_THE TASK:_
Transcribe only the lines of the listing below from the one holding "# point at: potted" through the one holding "x=216, y=343", inclusive, without any change.

_EXTRACTED INFORMATION:_
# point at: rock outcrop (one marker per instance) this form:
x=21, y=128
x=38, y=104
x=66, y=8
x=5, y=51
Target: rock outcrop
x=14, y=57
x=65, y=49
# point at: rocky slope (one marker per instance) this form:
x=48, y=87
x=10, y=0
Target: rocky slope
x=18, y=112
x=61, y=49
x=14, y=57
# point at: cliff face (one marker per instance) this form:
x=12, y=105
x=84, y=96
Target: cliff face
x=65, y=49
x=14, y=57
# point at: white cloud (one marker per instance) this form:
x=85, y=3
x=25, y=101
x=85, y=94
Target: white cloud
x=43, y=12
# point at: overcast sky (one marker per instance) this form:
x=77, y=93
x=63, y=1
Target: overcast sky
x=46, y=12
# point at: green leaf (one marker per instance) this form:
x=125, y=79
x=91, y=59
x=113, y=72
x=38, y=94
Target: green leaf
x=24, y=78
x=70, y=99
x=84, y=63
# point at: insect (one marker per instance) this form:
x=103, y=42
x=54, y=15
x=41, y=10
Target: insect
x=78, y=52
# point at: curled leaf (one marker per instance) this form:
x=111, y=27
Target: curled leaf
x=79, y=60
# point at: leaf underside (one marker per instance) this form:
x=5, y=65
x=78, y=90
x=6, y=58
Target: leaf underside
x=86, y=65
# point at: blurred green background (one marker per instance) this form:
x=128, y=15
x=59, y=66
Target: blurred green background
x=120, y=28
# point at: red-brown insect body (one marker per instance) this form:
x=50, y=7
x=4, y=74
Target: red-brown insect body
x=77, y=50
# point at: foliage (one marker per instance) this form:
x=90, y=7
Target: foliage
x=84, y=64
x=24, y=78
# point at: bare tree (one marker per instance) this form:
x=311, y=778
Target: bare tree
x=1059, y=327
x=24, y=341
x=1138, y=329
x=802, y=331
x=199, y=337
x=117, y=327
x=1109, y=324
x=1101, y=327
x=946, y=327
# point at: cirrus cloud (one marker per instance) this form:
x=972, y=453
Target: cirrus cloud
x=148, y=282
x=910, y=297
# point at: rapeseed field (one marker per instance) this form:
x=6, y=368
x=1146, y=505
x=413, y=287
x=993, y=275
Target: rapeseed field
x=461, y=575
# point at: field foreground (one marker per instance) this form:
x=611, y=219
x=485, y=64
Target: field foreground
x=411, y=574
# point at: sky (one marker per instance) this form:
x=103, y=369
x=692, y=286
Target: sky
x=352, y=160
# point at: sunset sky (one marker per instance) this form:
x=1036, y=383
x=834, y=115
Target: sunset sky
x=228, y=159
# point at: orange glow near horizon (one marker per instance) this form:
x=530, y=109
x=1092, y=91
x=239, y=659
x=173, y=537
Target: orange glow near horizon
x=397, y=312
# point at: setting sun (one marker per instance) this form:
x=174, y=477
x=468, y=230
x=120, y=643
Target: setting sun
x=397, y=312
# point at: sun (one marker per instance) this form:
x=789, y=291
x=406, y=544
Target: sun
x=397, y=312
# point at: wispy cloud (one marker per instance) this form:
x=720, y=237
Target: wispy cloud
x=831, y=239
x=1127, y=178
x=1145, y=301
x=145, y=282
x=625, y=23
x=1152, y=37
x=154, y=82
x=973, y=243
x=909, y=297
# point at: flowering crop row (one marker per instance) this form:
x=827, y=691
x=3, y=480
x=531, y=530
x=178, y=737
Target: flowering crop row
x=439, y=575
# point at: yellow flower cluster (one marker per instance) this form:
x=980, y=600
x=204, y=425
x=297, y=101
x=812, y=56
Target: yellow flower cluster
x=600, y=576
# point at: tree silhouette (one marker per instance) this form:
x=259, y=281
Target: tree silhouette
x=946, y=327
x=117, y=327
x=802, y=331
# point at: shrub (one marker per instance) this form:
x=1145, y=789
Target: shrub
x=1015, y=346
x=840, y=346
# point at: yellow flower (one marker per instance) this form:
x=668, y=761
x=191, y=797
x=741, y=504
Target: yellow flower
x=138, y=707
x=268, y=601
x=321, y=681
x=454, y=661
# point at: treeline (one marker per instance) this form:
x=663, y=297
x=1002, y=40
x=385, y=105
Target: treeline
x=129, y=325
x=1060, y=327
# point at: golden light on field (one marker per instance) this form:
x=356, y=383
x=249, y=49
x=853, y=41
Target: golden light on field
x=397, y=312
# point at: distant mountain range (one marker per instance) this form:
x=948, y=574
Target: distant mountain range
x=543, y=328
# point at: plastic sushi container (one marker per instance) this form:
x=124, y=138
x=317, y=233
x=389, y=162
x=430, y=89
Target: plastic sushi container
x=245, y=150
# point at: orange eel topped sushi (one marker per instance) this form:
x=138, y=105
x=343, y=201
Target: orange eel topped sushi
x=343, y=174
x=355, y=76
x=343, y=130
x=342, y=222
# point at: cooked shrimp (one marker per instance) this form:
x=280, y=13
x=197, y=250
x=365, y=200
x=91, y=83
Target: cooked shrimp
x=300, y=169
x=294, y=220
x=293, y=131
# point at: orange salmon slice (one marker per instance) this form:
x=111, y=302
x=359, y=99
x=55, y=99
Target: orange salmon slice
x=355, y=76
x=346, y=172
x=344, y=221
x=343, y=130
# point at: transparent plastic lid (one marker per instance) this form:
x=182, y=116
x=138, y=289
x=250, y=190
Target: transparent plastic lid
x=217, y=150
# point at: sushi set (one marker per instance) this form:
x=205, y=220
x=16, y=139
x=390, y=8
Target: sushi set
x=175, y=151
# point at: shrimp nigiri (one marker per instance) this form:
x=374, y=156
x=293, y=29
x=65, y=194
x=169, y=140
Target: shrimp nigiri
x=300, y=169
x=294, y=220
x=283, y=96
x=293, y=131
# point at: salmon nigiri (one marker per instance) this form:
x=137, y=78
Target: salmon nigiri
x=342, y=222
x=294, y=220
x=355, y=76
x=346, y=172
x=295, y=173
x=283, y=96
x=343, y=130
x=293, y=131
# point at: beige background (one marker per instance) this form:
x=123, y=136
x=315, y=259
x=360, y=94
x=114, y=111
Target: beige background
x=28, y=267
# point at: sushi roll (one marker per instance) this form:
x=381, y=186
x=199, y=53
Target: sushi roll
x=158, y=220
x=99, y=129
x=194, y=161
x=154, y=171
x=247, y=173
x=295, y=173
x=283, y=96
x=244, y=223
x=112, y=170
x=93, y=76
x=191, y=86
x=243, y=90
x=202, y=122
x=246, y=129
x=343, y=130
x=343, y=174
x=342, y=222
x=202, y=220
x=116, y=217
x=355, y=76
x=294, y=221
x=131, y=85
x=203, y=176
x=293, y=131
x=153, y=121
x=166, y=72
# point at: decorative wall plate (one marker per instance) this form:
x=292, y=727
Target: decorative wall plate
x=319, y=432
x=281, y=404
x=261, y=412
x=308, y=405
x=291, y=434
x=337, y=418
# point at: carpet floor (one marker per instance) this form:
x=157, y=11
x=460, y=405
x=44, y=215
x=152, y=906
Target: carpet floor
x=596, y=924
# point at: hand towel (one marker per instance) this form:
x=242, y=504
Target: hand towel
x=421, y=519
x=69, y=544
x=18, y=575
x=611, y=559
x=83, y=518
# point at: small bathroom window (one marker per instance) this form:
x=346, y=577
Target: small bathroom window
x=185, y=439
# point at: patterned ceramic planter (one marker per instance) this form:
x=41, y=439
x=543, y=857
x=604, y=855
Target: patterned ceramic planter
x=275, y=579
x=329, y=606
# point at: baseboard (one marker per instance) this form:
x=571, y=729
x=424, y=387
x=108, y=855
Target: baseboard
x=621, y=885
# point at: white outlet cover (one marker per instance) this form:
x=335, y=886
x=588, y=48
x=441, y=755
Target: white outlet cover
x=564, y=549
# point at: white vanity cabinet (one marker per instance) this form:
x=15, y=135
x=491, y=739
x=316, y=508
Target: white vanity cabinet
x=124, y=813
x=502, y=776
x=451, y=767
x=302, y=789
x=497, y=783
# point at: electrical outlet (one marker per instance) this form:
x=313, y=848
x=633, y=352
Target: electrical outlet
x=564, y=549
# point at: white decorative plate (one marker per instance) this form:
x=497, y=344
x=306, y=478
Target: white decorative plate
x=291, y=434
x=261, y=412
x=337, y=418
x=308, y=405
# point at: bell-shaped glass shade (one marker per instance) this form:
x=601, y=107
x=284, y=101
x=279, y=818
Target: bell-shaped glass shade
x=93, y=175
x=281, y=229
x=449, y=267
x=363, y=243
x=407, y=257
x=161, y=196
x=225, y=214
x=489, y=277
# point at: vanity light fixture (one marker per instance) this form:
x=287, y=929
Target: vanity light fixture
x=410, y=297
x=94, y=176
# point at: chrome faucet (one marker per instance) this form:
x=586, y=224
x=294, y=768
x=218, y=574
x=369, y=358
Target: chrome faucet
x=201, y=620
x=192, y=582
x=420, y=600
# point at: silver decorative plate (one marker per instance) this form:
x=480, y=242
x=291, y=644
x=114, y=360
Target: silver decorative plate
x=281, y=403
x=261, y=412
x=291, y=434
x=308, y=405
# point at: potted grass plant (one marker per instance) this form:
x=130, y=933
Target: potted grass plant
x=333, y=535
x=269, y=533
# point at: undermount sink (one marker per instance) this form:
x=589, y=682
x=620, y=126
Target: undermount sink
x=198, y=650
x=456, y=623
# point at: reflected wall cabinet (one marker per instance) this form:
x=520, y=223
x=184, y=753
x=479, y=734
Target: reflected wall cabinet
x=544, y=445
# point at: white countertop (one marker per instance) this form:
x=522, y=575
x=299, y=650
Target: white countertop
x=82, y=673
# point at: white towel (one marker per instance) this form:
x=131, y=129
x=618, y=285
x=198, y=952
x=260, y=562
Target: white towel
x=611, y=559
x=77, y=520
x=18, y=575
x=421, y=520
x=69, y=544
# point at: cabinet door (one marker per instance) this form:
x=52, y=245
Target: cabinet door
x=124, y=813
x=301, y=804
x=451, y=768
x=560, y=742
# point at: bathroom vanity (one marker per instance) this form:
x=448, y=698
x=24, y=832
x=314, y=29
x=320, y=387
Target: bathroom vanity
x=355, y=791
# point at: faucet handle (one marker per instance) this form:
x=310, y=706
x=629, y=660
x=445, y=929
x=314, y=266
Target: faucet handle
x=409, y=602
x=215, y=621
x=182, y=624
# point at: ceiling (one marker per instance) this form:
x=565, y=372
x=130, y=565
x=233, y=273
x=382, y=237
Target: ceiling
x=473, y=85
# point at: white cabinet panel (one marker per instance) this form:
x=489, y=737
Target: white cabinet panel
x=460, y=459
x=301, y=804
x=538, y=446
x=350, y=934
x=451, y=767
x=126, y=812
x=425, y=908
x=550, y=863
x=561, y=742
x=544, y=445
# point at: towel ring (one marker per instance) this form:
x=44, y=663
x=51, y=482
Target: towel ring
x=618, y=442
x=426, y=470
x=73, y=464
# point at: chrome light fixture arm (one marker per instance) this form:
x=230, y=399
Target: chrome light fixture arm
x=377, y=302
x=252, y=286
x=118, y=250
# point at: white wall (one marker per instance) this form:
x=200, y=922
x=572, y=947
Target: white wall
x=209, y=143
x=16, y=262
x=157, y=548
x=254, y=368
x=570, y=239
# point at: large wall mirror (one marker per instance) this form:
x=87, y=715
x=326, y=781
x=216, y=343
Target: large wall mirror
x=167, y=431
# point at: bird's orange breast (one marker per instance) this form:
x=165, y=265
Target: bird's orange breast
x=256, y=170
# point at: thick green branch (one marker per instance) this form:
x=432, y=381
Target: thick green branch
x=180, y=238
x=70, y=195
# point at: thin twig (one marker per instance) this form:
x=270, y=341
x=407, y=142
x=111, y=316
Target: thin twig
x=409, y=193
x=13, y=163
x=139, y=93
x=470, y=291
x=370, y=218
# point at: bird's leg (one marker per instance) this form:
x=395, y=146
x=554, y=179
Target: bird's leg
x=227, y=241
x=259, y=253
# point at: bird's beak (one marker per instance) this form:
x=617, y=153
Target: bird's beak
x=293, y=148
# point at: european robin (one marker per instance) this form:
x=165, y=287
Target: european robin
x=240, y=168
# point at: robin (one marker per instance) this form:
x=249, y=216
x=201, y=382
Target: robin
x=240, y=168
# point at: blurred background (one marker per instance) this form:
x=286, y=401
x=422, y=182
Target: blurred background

_ANSWER AREA:_
# point at: potted grass plant (one marker per instance) this form:
x=130, y=933
Target: potted grass plant
x=333, y=535
x=269, y=533
# point at: undermount sink (one marker per instance) this form:
x=589, y=682
x=620, y=126
Target: undermount sink
x=198, y=650
x=456, y=623
# point at: reflected wall cabinet (one marker per instance) this form:
x=520, y=223
x=184, y=753
x=479, y=734
Target: reflected wall cabinet
x=544, y=445
# point at: white countertop (one marker per instance) this form:
x=522, y=575
x=299, y=650
Target: white countertop
x=82, y=673
# point at: white towel (one marker per instance) this form:
x=131, y=129
x=618, y=285
x=198, y=952
x=260, y=562
Target: white towel
x=611, y=559
x=77, y=520
x=18, y=575
x=421, y=520
x=69, y=544
# point at: cabinet door (one marker per instance) this form:
x=52, y=245
Target: cabinet door
x=124, y=813
x=301, y=804
x=451, y=768
x=560, y=742
# point at: bathroom vanity (one marker per instance) this form:
x=448, y=698
x=24, y=832
x=314, y=29
x=320, y=387
Target: bathroom vanity
x=355, y=791
# point at: faucet handle (one marker per instance) this form:
x=310, y=706
x=629, y=660
x=445, y=929
x=314, y=266
Target: faucet handle
x=409, y=602
x=215, y=621
x=182, y=624
# point at: ceiling (one marker per instance) this form:
x=565, y=372
x=130, y=565
x=233, y=273
x=382, y=237
Target: ceiling
x=473, y=85
# point at: white cabinet panel (one marker per instance) this form:
x=489, y=737
Target: white cabinet panel
x=460, y=459
x=301, y=804
x=538, y=446
x=350, y=934
x=451, y=767
x=126, y=812
x=425, y=908
x=550, y=863
x=561, y=742
x=544, y=445
# point at: towel ring (one marker per instance) this form:
x=44, y=663
x=51, y=482
Target: towel ring
x=618, y=442
x=426, y=470
x=73, y=464
# point at: chrome light fixture arm (one marker per instance) this form:
x=230, y=399
Target: chrome light fixture arm
x=377, y=302
x=252, y=286
x=118, y=250
# point at: white wall (one marker per instance) this form:
x=200, y=922
x=572, y=947
Target: white wall
x=209, y=143
x=16, y=262
x=157, y=548
x=254, y=368
x=570, y=239
# point at: large wall mirror (one marker per instance) this form:
x=87, y=715
x=326, y=781
x=216, y=343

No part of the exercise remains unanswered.